(Work task): What is needed is an exact copy of the line with "Query: metal fence post" and all lines that follow it in the entries below, the last line included.

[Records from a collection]
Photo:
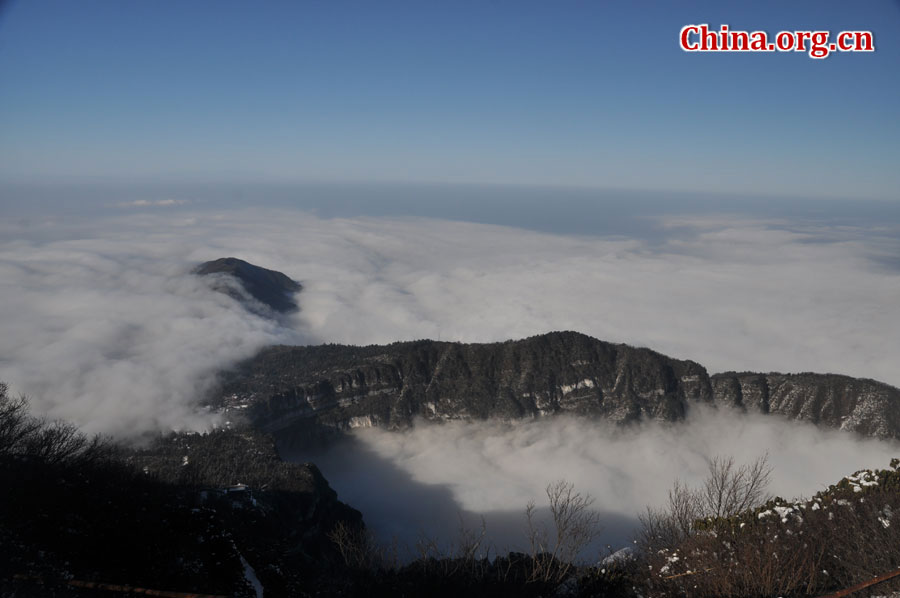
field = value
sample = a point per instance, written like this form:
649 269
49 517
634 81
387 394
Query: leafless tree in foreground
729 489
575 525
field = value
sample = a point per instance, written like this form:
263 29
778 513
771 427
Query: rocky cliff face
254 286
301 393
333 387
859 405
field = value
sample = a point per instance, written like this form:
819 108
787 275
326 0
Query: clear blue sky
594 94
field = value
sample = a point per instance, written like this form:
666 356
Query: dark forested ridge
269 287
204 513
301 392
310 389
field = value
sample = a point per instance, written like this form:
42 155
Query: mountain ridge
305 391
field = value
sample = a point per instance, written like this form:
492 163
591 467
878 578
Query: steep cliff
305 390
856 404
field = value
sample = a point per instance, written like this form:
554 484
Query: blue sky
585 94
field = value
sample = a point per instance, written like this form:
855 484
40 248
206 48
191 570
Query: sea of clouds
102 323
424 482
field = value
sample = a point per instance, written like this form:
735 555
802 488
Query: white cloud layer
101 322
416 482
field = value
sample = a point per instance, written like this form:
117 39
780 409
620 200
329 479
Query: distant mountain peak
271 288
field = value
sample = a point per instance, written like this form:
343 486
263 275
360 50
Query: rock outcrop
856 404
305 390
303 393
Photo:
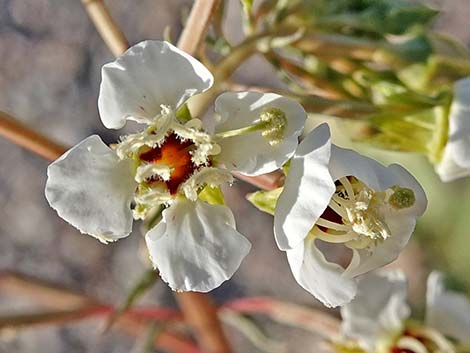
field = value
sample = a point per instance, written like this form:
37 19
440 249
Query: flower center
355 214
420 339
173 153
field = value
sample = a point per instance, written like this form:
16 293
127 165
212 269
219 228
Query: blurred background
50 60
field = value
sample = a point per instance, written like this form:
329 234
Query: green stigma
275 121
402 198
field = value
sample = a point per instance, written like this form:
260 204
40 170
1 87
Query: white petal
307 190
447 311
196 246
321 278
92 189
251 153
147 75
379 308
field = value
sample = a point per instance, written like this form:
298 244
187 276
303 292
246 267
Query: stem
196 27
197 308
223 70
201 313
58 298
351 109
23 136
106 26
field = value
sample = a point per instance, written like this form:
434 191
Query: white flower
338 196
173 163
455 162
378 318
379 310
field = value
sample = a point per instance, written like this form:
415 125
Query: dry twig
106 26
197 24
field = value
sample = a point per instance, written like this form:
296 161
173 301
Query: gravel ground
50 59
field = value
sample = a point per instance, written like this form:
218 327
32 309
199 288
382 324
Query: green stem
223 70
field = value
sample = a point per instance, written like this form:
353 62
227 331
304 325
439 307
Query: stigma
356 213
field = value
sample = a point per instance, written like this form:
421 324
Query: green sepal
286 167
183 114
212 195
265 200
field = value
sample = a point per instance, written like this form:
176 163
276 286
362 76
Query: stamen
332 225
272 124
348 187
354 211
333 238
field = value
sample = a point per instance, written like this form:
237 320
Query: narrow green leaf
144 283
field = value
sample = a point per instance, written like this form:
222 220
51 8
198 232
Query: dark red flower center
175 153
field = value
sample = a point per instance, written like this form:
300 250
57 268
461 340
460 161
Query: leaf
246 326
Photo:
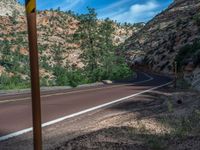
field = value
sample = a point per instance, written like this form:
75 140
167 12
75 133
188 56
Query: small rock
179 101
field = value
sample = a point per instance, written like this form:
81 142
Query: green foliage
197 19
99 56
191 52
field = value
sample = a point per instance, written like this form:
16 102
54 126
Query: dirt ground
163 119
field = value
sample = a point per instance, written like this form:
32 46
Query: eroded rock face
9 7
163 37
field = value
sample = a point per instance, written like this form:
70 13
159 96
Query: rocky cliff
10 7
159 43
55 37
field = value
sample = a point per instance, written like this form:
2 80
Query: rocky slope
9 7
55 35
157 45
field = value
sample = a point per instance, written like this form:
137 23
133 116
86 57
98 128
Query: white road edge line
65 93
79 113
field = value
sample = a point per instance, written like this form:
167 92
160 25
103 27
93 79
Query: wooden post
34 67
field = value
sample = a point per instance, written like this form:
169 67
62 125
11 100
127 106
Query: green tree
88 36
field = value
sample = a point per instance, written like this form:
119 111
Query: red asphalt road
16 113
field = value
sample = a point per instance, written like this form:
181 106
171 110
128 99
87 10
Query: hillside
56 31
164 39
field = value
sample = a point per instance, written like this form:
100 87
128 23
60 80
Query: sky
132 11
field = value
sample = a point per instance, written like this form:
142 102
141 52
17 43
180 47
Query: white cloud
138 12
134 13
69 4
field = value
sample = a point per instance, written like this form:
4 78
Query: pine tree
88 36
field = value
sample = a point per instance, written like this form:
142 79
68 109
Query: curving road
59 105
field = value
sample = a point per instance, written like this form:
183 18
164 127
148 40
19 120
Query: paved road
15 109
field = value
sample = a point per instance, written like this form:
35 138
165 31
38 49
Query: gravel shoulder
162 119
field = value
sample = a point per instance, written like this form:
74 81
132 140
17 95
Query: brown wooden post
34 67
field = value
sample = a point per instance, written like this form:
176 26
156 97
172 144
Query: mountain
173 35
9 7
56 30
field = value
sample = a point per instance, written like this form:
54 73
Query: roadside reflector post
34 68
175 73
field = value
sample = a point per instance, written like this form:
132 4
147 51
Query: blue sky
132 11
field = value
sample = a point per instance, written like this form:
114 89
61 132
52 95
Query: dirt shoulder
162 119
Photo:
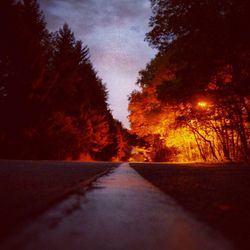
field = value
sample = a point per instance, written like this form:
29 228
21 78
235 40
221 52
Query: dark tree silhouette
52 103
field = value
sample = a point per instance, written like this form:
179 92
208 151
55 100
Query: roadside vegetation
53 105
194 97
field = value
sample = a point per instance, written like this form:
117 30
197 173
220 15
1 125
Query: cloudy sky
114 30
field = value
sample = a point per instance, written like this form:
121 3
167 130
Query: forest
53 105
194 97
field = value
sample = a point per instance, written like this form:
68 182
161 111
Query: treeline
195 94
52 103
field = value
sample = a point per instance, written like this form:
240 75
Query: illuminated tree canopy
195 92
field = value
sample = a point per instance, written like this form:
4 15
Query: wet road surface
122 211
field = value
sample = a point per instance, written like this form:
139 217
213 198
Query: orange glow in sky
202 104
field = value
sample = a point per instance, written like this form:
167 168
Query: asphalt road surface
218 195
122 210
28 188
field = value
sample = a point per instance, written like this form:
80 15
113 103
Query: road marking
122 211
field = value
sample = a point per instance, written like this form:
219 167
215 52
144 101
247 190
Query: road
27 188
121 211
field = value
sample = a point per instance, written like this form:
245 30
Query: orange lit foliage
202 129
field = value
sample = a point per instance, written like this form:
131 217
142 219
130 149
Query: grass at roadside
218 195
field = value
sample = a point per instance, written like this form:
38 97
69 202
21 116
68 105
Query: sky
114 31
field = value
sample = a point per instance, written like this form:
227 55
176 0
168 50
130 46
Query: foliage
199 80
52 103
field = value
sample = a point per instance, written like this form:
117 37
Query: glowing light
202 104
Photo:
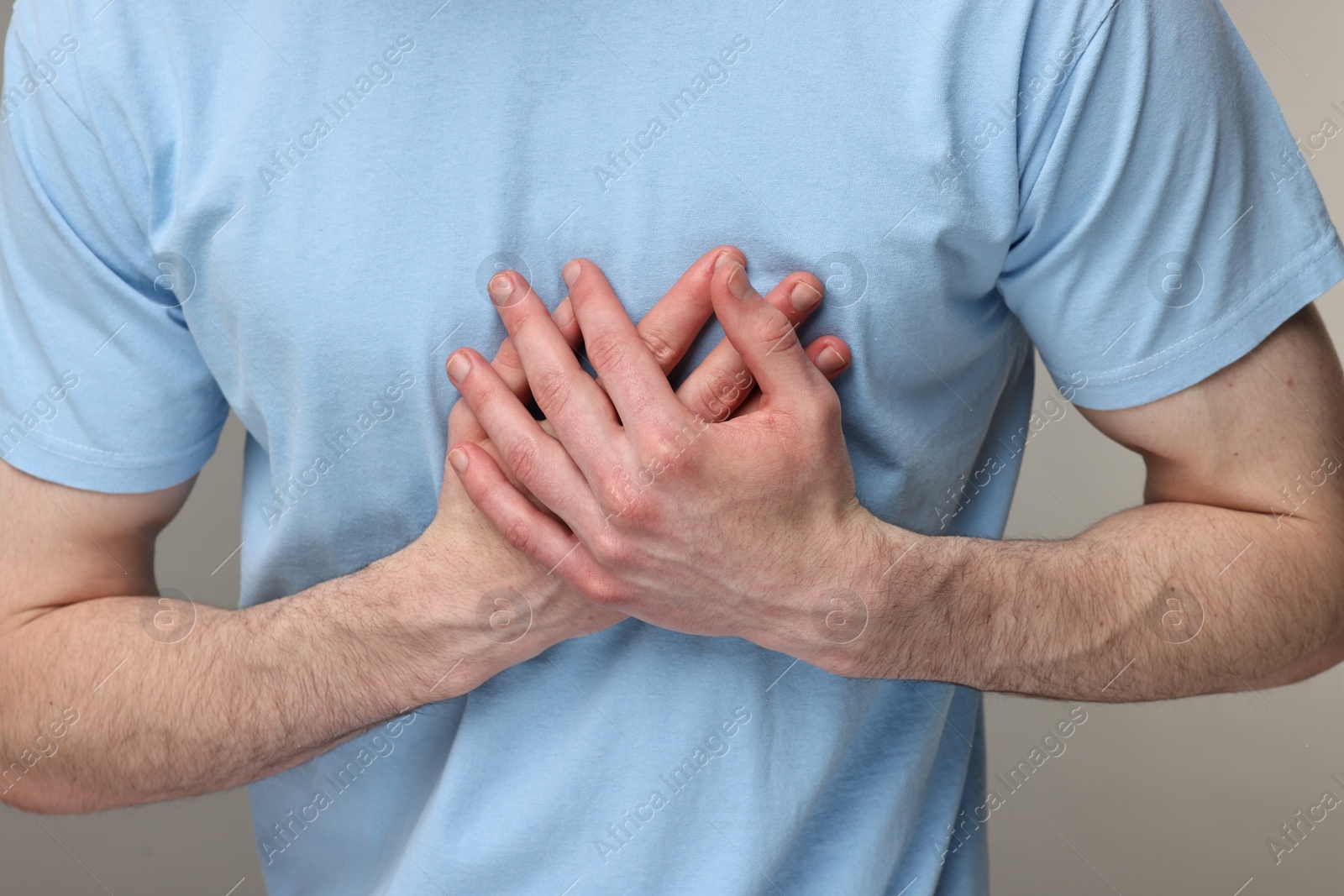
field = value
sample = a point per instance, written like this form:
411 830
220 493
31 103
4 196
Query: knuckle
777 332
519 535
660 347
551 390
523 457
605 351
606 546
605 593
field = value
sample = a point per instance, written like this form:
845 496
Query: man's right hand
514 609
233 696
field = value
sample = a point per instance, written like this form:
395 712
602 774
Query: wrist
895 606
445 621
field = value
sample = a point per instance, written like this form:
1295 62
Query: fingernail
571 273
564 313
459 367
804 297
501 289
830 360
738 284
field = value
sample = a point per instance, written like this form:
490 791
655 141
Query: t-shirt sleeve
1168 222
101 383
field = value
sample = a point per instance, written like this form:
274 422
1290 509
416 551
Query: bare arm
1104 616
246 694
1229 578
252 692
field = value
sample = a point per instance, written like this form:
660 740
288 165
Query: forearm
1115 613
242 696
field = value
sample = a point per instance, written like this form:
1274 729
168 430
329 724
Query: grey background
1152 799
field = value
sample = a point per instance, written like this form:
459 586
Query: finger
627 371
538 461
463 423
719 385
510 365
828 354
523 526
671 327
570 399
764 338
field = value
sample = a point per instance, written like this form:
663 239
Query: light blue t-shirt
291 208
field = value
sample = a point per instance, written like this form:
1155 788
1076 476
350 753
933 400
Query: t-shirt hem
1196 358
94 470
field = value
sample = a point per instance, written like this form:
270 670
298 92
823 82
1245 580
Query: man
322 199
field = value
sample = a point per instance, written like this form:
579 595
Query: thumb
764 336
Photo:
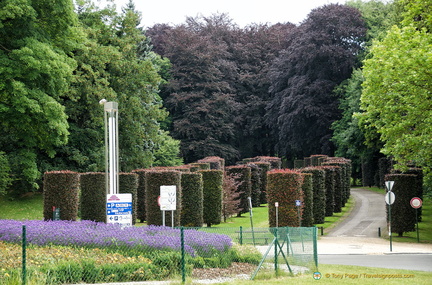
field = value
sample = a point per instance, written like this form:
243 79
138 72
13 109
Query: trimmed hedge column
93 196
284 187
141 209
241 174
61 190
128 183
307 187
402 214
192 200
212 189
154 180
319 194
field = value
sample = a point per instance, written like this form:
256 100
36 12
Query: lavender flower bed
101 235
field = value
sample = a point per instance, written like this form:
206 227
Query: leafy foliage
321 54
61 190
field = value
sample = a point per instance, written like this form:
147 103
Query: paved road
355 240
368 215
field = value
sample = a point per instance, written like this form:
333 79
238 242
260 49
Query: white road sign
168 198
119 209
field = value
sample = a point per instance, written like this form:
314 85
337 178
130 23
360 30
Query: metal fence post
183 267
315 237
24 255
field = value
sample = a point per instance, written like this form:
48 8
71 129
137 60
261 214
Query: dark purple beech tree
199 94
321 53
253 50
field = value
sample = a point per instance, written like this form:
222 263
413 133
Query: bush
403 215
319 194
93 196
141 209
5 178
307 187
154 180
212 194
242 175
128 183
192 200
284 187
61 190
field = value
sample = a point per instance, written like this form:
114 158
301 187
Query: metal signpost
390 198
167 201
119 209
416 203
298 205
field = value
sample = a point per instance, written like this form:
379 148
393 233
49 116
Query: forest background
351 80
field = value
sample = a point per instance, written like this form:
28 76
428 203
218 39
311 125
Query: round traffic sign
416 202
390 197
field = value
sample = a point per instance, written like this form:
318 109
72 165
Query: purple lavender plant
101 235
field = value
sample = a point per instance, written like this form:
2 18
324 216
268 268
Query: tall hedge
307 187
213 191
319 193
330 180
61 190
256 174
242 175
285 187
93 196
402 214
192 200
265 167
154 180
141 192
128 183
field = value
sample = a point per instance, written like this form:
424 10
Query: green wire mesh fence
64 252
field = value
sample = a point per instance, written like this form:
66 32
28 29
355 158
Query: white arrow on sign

(Worked solution):
Query: metal fence post
183 267
315 237
24 255
field = value
sample = a point per instance, written like this form:
48 8
71 129
137 60
261 214
Query: dark purple beech tree
199 94
321 53
253 50
field = value
sample = a point per instance, written like this form:
222 263
413 133
Query: bush
403 215
319 194
93 196
141 209
5 178
307 187
154 180
212 194
242 175
128 183
192 200
284 187
61 190
field = value
sample = a point per instance, written like this form:
114 158
301 187
Query: metal signpost
390 198
167 201
119 209
416 203
298 205
field = value
sample = a point per instance, written like this form:
379 148
393 233
49 116
Query: forest background
351 80
field = value
sample = a point per instance, written like this form:
28 76
428 203
218 39
311 125
Query: round traffic sign
416 202
390 197
field = value
sample = a point per instance, written like this form:
318 109
72 165
Query: purple lavender plant
101 235
field = value
sample = a point per instance, written like this form:
2 18
324 216
268 268
Query: tall hedge
307 187
213 191
319 193
330 180
61 190
256 174
242 175
285 187
93 196
402 214
192 200
265 167
154 180
141 192
128 183
field = value
sample = a point per instance, written like this form:
424 10
Query: green wire mesh fence
64 252
field = value
sample = a point per instance, written like this form:
66 32
28 29
355 158
Query: white arrow on sign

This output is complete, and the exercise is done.